● **DIRECTION**
Format the lines from the first one through the line containing "[420,82,625,255]" as a Markdown table with a Row column for the row number and a Line column for the line itself, leaving out any blank lines.
********
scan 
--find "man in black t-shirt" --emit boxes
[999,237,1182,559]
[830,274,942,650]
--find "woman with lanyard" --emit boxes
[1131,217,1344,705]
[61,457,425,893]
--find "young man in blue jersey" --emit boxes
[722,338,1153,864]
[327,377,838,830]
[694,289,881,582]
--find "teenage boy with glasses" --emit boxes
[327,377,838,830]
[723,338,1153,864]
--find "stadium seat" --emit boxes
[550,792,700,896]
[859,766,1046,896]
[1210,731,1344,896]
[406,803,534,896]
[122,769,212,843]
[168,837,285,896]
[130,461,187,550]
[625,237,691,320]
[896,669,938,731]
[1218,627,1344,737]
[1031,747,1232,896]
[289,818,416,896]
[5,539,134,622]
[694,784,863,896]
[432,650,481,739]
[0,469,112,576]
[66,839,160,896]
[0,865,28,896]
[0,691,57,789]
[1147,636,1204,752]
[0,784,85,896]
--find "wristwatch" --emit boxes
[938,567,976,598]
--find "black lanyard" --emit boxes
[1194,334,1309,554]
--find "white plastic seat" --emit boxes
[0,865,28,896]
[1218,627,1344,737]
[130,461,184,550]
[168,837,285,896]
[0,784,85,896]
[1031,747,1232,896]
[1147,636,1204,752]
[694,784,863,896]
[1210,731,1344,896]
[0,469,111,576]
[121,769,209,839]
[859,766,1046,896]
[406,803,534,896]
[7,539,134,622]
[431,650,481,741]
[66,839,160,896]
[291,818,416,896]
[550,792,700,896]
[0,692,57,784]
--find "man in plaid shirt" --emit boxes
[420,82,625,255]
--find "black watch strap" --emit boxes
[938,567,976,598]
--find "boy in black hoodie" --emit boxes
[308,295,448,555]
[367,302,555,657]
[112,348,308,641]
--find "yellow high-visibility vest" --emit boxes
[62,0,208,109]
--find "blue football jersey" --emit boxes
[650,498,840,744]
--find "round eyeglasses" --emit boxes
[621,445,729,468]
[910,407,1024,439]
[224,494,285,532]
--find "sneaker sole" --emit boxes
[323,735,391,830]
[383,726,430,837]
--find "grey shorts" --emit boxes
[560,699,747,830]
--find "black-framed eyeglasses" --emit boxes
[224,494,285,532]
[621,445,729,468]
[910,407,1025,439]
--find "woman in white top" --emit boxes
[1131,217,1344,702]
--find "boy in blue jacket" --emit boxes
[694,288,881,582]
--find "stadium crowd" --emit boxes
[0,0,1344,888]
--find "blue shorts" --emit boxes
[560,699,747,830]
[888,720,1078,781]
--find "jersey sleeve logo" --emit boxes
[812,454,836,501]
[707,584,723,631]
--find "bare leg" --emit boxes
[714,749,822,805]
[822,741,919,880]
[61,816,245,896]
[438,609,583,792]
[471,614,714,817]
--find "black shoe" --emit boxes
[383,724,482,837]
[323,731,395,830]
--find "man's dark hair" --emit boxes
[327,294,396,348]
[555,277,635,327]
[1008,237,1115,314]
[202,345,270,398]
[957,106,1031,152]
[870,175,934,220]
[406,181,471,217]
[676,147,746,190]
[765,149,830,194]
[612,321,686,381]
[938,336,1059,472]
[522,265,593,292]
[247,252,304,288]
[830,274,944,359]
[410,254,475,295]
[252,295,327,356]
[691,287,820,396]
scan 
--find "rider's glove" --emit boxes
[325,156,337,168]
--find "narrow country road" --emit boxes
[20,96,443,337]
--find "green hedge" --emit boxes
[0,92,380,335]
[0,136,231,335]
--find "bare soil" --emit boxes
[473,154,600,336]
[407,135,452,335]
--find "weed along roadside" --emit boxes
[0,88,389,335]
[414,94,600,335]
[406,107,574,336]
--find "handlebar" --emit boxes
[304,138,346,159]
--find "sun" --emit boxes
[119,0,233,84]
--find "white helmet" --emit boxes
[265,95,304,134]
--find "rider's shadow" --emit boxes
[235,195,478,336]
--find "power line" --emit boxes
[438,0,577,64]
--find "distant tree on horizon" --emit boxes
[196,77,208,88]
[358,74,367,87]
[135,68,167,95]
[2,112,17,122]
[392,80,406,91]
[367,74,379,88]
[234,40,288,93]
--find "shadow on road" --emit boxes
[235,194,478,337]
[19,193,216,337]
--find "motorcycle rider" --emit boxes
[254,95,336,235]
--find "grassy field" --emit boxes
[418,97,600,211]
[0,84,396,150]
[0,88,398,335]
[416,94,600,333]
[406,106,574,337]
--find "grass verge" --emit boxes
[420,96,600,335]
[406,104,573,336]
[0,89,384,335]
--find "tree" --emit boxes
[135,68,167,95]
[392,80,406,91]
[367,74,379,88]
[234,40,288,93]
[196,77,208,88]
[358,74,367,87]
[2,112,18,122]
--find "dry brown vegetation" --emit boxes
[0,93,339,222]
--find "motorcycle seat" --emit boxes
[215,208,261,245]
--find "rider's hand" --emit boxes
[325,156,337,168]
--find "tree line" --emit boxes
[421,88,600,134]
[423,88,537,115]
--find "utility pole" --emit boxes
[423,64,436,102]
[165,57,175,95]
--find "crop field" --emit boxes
********
● **EXPECTED ANSWER**
| Row | Line |
|---|---|
| 1 | scan  |
| 2 | --find "man in black t-shirt" --emit boxes |
| 3 | [999,237,1182,559] |
| 4 | [830,274,942,650] |
| 5 | --find "woman with lanyard" --emit boxes |
| 6 | [1131,217,1344,705] |
| 7 | [61,457,425,893] |
| 8 | --find "young man in blue jersey" --emit boxes |
| 9 | [722,338,1153,864] |
| 10 | [327,377,838,830] |
| 11 | [694,289,881,582] |
| 12 | --find "teenage boy with glasses" --emit boxes |
| 13 | [327,377,838,830] |
| 14 | [723,338,1153,864] |
| 15 | --find "stadium seat" --emit boxes |
| 16 | [550,792,700,896] |
| 17 | [859,766,1046,896] |
| 18 | [1210,731,1344,896] |
| 19 | [406,803,534,896] |
| 20 | [122,769,212,843] |
| 21 | [168,837,285,896] |
| 22 | [130,461,187,550] |
| 23 | [625,237,691,320] |
| 24 | [896,669,938,731] |
| 25 | [1218,627,1344,737] |
| 26 | [1031,747,1232,896] |
| 27 | [289,818,416,896] |
| 28 | [5,539,134,622] |
| 29 | [694,784,863,896] |
| 30 | [432,650,481,739] |
| 31 | [0,469,112,576] |
| 32 | [66,839,160,896] |
| 33 | [0,865,28,896] |
| 34 | [0,691,57,789] |
| 35 | [1147,636,1204,752] |
| 36 | [0,784,85,896] |
| 37 | --find "wristwatch" --emit boxes |
| 38 | [938,567,976,598] |
| 39 | --find "black lanyard" --emit boxes |
| 40 | [1194,334,1309,554] |
| 41 | --find "white plastic seat" --emit boxes |
| 42 | [0,865,28,896] |
| 43 | [1218,627,1344,737] |
| 44 | [130,461,184,550] |
| 45 | [168,837,285,896] |
| 46 | [0,784,85,896] |
| 47 | [1031,747,1232,896] |
| 48 | [1147,636,1204,752] |
| 49 | [694,784,863,896] |
| 50 | [1210,731,1344,896] |
| 51 | [0,469,111,576] |
| 52 | [121,769,209,839] |
| 53 | [859,766,1046,896] |
| 54 | [406,803,534,896] |
| 55 | [7,539,134,622] |
| 56 | [431,650,481,741] |
| 57 | [66,839,160,896] |
| 58 | [291,818,416,896] |
| 59 | [550,792,700,896] |
| 60 | [0,692,57,784] |
| 61 | --find "man in plaid shirt" --emit boxes |
| 62 | [420,82,625,255] |